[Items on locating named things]
○ ○ ○ ○ ○ ○ ○
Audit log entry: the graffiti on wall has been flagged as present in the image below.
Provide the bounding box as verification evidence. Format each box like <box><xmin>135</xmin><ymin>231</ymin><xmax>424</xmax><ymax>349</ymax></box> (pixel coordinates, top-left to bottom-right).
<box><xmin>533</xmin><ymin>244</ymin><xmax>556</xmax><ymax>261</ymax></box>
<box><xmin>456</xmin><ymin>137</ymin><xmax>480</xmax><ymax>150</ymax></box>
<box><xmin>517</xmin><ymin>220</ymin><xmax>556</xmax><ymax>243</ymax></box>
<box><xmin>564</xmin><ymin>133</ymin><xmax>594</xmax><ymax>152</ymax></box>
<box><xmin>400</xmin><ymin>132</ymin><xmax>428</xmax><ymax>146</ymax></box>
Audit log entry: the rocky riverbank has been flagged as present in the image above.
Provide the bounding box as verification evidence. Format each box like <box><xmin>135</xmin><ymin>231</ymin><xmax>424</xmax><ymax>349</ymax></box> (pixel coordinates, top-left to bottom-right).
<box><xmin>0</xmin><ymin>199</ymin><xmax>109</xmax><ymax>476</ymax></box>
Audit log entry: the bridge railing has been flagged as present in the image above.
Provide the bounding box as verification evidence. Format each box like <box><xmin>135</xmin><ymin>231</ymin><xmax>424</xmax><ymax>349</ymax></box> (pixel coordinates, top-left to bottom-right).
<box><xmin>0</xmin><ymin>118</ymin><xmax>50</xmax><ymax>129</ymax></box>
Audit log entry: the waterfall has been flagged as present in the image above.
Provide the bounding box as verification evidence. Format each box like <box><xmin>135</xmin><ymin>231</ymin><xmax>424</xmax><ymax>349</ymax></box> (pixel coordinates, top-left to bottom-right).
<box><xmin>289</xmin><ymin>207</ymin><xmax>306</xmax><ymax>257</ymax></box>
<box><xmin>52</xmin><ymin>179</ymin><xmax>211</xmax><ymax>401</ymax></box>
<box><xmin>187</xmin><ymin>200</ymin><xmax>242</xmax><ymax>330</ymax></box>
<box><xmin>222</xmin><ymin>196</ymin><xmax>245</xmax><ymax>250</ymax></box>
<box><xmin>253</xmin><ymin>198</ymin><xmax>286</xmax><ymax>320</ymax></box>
○ ○ ○ ○ ○ ○ ○
[Exercise objective] Output everything from the line containing "Audit log entry: the waterfall" down to the end of the items as a two-column CSV with the headers item_text and answer. Use one row per item, and put each value in a single quoted field with its line breaks replaced by spaces.

[Task result]
item_text,answer
"Audit log entry: the waterfall has been flagged as present in the image above. Provide the bounding box as verification evidence. Format each box like <box><xmin>135</xmin><ymin>231</ymin><xmax>424</xmax><ymax>349</ymax></box> (pixel coordinates, top-left to bottom-right).","<box><xmin>289</xmin><ymin>207</ymin><xmax>306</xmax><ymax>257</ymax></box> <box><xmin>52</xmin><ymin>179</ymin><xmax>211</xmax><ymax>401</ymax></box> <box><xmin>187</xmin><ymin>200</ymin><xmax>242</xmax><ymax>330</ymax></box> <box><xmin>222</xmin><ymin>196</ymin><xmax>245</xmax><ymax>250</ymax></box> <box><xmin>253</xmin><ymin>198</ymin><xmax>286</xmax><ymax>320</ymax></box>"